Data under study —
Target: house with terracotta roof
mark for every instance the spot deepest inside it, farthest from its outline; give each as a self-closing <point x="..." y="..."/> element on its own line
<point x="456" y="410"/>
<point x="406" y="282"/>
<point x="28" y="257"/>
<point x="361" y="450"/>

==

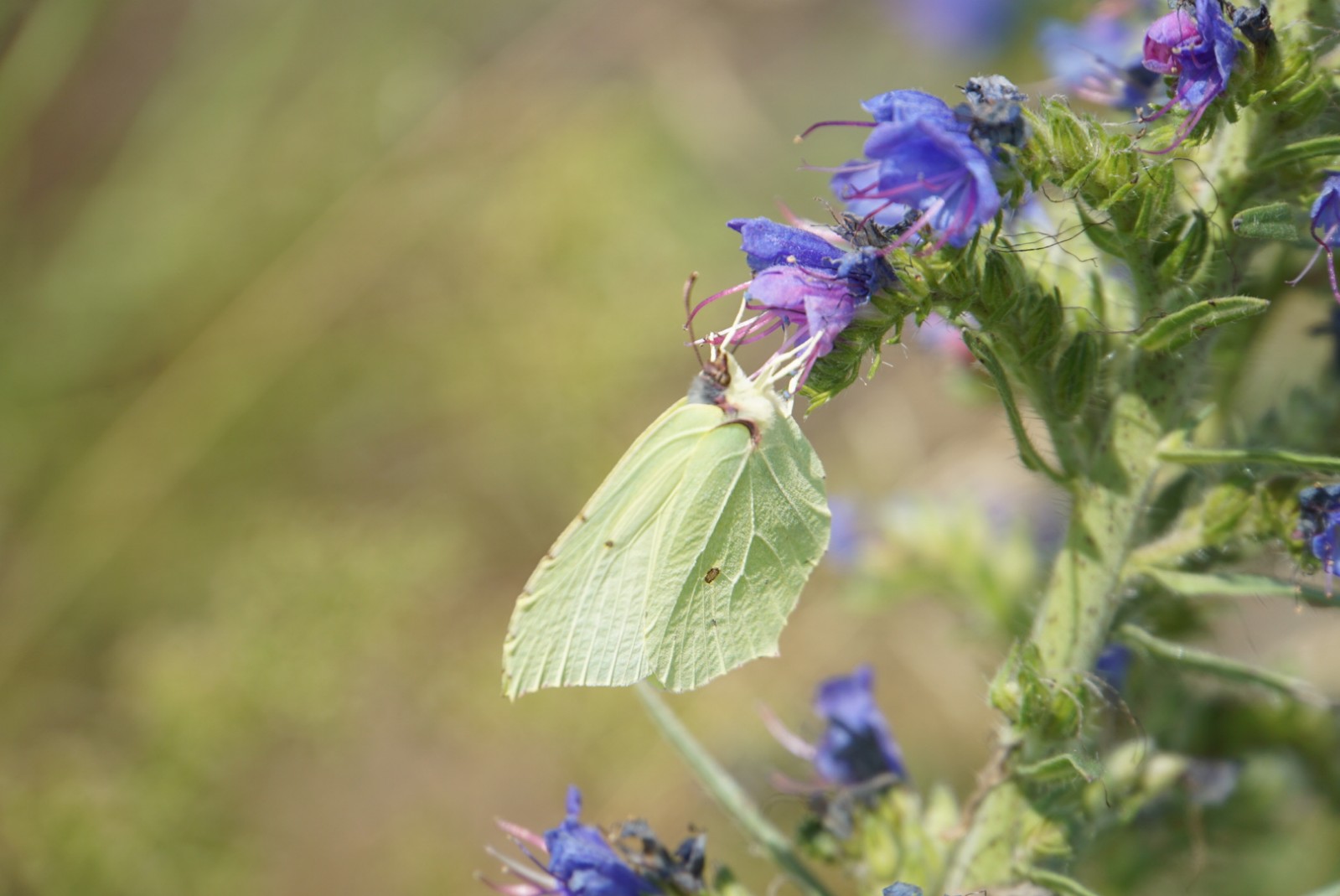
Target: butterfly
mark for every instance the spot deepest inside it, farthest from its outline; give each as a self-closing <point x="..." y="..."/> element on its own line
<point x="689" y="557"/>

Problem —
Which lines hold the string "Target"? Copy all of them from the data above.

Answer to this task —
Target: house with terracotta roof
Target: butterfly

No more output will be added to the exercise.